In the records that follow, find each line with the word "retaining" and copy it.

Saved entries
============

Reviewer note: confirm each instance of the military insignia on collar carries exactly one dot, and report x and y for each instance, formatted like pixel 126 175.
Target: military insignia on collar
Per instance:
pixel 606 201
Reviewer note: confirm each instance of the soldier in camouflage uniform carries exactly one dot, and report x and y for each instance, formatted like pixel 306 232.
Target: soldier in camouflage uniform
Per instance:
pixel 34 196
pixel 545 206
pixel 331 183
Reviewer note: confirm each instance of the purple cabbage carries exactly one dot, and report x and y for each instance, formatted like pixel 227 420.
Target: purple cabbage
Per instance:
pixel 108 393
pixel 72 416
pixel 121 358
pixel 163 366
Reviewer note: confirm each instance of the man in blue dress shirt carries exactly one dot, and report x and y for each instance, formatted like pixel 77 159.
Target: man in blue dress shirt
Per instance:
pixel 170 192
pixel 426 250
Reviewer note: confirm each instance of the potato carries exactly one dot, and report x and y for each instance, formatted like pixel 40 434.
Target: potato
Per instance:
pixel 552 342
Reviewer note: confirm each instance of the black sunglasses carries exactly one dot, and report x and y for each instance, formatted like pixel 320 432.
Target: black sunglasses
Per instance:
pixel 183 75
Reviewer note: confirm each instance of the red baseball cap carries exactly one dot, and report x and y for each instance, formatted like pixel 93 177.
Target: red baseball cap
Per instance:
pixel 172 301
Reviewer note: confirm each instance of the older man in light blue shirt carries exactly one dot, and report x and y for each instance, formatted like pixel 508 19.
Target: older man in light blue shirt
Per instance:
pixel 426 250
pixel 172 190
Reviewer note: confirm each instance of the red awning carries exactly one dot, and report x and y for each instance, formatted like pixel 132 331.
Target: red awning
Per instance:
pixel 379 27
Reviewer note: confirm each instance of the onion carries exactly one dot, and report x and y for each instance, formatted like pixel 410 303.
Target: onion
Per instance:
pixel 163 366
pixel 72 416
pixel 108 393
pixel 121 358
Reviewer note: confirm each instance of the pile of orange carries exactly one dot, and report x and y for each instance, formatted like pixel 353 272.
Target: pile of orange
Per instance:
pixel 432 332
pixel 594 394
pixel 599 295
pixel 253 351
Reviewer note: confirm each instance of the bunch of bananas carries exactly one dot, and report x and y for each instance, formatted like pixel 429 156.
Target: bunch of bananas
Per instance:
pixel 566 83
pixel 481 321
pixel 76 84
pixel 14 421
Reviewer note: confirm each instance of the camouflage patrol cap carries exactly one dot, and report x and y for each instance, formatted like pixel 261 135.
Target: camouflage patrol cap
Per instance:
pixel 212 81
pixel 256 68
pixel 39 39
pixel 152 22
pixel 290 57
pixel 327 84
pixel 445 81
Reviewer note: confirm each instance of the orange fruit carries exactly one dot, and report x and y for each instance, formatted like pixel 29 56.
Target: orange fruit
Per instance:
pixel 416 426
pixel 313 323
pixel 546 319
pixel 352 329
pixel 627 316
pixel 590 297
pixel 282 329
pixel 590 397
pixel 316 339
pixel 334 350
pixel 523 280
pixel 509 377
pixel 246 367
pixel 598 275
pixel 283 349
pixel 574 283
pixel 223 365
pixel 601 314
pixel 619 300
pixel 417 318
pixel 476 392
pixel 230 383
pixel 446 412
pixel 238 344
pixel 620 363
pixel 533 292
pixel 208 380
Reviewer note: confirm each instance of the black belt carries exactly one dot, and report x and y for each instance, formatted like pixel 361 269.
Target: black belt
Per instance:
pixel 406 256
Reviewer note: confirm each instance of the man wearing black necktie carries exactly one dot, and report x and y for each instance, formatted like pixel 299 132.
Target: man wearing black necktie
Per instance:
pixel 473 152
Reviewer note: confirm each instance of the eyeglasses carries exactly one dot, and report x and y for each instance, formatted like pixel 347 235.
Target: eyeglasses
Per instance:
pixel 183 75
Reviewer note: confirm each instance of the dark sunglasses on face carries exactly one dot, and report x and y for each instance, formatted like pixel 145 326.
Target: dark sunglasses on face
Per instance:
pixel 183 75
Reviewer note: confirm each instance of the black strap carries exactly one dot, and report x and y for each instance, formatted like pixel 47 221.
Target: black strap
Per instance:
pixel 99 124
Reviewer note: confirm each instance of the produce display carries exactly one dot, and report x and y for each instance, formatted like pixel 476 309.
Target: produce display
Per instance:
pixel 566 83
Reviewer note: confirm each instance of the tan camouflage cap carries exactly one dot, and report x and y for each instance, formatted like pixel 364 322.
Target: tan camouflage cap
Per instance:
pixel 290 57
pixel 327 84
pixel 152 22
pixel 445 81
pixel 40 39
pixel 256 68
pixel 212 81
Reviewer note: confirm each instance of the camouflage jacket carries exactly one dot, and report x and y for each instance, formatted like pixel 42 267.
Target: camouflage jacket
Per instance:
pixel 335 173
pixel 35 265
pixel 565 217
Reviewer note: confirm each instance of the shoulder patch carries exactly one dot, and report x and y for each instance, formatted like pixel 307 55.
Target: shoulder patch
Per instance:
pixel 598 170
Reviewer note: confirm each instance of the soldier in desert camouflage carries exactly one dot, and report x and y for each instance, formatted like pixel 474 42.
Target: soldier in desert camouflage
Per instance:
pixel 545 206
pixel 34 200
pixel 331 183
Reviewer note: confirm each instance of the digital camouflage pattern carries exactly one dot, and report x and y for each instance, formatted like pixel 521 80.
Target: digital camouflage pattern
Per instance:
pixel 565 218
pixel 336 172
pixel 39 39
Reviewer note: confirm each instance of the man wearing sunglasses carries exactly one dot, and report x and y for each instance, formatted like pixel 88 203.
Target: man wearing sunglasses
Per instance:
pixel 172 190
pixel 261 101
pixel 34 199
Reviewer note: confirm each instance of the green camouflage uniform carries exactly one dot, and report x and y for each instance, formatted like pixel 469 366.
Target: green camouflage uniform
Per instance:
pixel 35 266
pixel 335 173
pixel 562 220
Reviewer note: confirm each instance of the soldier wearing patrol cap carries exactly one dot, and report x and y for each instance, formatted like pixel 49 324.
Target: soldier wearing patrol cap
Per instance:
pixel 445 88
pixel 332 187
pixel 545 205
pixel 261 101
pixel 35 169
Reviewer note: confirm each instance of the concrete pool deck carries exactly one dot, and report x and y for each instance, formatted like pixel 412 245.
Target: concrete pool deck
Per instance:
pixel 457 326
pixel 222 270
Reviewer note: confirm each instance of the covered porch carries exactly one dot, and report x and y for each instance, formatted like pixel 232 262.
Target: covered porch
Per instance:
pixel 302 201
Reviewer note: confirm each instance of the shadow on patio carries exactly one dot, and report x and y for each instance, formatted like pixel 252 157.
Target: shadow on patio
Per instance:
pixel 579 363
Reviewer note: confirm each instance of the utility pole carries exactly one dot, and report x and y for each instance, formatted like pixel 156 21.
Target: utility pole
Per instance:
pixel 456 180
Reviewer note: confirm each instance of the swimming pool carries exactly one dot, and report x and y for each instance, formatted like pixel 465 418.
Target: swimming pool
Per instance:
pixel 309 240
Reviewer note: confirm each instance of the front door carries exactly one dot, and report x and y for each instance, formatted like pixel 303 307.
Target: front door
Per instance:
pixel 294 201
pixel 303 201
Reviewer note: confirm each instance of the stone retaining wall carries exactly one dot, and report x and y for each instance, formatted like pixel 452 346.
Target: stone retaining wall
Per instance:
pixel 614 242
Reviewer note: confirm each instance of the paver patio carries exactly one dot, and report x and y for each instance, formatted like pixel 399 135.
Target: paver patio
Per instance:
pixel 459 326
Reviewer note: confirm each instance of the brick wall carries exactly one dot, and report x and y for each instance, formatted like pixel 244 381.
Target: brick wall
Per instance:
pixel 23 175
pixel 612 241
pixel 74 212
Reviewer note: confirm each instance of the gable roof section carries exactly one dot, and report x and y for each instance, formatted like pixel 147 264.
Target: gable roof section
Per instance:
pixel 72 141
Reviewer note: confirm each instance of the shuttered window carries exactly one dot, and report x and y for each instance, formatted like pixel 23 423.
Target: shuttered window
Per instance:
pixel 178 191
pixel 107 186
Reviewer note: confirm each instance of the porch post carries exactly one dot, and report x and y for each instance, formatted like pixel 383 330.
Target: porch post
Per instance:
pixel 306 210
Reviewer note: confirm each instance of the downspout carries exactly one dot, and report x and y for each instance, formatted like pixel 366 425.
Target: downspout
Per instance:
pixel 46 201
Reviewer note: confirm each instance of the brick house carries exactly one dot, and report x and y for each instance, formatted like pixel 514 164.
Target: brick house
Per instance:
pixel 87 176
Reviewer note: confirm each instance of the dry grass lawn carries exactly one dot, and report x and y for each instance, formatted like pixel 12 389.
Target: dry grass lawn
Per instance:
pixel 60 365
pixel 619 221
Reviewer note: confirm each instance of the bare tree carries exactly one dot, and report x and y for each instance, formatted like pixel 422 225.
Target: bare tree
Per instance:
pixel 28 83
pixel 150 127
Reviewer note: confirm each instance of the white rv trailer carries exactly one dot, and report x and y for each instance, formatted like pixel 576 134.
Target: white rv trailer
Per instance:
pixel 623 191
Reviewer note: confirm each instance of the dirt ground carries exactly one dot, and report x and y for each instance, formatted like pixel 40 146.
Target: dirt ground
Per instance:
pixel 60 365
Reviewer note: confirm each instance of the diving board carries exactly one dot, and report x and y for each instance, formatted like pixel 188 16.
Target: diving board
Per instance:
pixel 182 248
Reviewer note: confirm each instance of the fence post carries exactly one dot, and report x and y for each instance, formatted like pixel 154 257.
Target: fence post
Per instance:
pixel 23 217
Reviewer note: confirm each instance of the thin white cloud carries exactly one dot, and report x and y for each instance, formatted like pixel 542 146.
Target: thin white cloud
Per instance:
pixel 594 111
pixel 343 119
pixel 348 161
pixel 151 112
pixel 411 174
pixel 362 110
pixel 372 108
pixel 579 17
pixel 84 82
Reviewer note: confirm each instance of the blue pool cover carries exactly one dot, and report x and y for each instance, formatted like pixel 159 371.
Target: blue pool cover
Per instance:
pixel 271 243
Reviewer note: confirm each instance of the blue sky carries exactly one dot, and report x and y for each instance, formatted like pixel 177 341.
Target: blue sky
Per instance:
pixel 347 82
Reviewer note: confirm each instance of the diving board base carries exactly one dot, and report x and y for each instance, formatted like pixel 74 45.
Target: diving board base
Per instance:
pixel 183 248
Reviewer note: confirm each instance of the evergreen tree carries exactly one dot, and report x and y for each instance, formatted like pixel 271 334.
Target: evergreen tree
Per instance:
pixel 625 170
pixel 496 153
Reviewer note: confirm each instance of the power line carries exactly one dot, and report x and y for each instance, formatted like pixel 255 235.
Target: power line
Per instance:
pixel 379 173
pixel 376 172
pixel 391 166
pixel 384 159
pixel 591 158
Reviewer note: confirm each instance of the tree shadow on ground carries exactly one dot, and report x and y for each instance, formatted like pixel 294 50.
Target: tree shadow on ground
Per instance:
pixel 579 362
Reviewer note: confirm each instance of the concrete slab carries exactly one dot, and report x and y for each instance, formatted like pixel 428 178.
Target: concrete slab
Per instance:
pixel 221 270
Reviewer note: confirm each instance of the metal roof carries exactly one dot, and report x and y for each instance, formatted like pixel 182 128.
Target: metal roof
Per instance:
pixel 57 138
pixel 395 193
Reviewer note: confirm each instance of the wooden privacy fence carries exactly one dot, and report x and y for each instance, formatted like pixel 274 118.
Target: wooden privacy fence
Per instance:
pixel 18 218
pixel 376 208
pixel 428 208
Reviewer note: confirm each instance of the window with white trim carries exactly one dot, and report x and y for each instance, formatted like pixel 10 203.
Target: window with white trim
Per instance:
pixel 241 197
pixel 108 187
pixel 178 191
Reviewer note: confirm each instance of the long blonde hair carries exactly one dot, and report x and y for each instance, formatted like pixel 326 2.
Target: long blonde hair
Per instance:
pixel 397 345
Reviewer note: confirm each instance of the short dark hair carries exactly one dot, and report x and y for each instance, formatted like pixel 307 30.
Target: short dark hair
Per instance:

============

■ **Task output**
Reviewer note: confirm each instance of the stone retaining wall carries exactly one dot, and report x and y for each instance, formatted like pixel 452 346.
Target: stone retaining wall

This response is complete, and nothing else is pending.